◆ VORLIEGENDER TEXT
====

FilmRückblick 2018 - 11 denkwürdige Momente des Filmjahres
Die besten Szenen des Filmjahres 2018Kategorie: DVD & Kino - Autor: Christian Siegel - Datum: Mittwoch, 16 Januar 2019
11 denkwürdige Momente des Filmjahres
Nach der Betrachtung der schlechtesten Leistungen des letzten Filmjahres, kommen wir nun wieder zu den angenehmeren Dingen des cineastischen Lebens. Sprich: Jenen 11 – bzw. mit den jeweiligen Verfolgern sogar 22 – Filmmomenten, die mir 2018 ganz besonders positiv aufgefallen und in Erinnerung geblieben sind. Der mittlerweile auch schon wieder traditionelle Sonderpreis der Jury geht dabei – wie schon im Vorjahr – an den besten Cameo-Auftritt (diesmal mit Meta-Charakter). Davon abgesehen gibt es wieder die zehn gewohnten Kategorien, von der besten Feel Good-Szene bis zum Magic Moment des Jahres. Wie immer gilt, dass die nachfolgende Aufstellung – no na – einige Filmszenen beschreibt und demnach Spoiler enthält. Lesen somit auf eigene Gefahr!
Sonderpreis der Jury – Der beste (Meta-)Cameo-Auftritt 2018
Dass sich Ryan Reynolds nicht zu schade dafür ist, sich teilweise auch selbst ordentlich durch den Kakao zu ziehen, ist zwar nichts Neues, in "Deadpool 2" hat er diesbezüglich aber nun wirklich den Vogel abgeschossen: Denn in einer der Post-Credits-Szenen schaut Deadpool bei Ryan Reynolds selbst vorbei, während diesem gerade das Drehbuch zu "Green Lantern" in die Hände fällt, und legt ihn (und damit quasi sich selbst) kurzerhand um. Das war wirklich absolut köstlich, und bewies zudem auch einiges an Selbstironie.
Runner-Up: "Bohemian Rhapsody" – Dass just Mike Myers in die Rolle jenes (fiktiven) Musikproduzenten schlüpft, der "Bohemian Rhapsody" als Single-Auskopplung ablehnt, weil es kein Song wäre, zu dem junge Leute im Auto so richtig abrocken könnten, war angesichts der betreffenden Szene aus "Wayne's World" schon höchst amüsant.

====

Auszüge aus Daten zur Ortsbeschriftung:
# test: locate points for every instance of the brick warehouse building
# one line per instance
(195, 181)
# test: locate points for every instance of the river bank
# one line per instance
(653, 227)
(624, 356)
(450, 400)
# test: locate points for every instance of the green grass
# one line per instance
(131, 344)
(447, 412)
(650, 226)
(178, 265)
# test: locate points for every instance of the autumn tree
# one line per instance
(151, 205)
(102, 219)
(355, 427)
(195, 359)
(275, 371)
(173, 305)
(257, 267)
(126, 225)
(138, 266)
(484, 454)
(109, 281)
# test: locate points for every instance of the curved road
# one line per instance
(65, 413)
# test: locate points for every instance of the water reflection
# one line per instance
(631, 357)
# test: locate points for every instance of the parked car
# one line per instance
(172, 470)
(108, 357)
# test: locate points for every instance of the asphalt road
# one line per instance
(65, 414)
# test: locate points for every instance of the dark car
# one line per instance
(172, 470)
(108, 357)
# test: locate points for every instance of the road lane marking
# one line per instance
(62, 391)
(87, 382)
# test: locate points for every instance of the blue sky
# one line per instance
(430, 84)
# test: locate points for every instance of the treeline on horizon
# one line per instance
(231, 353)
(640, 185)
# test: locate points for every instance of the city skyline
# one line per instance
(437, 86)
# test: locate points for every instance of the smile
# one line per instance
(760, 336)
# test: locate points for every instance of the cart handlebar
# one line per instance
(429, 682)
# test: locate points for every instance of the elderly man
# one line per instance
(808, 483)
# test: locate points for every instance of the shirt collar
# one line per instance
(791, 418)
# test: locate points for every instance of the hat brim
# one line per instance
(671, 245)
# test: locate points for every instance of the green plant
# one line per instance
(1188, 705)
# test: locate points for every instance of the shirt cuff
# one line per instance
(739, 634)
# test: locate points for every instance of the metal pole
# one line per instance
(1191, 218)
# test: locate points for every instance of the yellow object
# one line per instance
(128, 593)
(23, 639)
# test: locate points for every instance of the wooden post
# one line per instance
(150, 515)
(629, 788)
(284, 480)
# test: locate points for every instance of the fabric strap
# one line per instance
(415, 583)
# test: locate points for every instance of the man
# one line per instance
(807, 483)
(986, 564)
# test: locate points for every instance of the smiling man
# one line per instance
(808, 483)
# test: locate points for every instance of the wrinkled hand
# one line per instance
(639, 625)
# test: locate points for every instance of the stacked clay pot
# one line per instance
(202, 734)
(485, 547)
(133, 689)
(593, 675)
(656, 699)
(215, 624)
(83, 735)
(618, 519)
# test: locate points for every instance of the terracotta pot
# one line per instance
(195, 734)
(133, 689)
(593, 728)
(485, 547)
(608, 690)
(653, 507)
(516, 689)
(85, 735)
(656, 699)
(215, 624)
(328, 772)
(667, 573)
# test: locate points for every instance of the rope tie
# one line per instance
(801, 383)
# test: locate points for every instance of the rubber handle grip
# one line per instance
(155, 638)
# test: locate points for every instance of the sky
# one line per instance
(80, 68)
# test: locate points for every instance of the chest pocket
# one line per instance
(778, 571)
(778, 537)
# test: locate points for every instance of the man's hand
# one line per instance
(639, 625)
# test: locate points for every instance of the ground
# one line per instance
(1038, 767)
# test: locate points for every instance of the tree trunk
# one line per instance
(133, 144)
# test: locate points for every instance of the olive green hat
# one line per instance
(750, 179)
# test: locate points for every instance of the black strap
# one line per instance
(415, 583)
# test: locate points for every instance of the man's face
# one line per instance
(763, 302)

====

◆ AUFGABEN
**A.** Welcher Kategorie ist der Sonderpreis der Jury im Rückblick auf das Filmjahr 2018 gewidmet?
**B.** Führe den Rückblick auf das Filmjahr 2018 im Anschluss an den letzten gezeigten Absatz fort.
Die Zeilen haben mit dem Text nichts zu tun.

◆ LÖSUNGEN
**A.** Dem besten Cameo-Auftritt, diesmal mit Meta-Charakter.

**B.**
Stimmungskanone des Jahres – die "Feel Good"-Szene 2018
Feel Good-Szenen sind, zumindest bei mir (vielleicht ist das bei euch ja anders), meistens mit einer Musikeinlage verknüpft – und auch das Filmjahr 2018 bildet hier keine Ausnahme. Nun gab es bei "Anna und die Apocalypse" keinen Mangel an eingängigen, mitreißenden Songs, diese Auszeichnung geht letztendlich aber an die wunderbare Musical-Nummer in der Cafeteria der High School, "Hollywood Ending". Auch wenn der Song, rein vom Text her, eigentlich nicht unbedingt eine "Feel Good"-Nummer ist, aber die eingängige Melodie, die begleitende Tanzeinlage und der schwungvolle Ton machten sie ungemein mitreißend – da wäre man am liebsten aus dem Kinosessel aufgestanden und hätte mitgetanzt. Ähnlich stark habe ich das im abgelaufenen Filmjahr maximal noch bei "Bohemian Rhapsody" erlebt (aber in jeder Kategorie eine Szene daraus zu prämieren, wäre ja auch fad).
Runner-Up: "Greatest Showman" – Der Film an sich mag zwar kein Reißer gewesen sein, die peitschende Musical-Nummer "This Is Me" zwischendrin war es aber sehr wohl.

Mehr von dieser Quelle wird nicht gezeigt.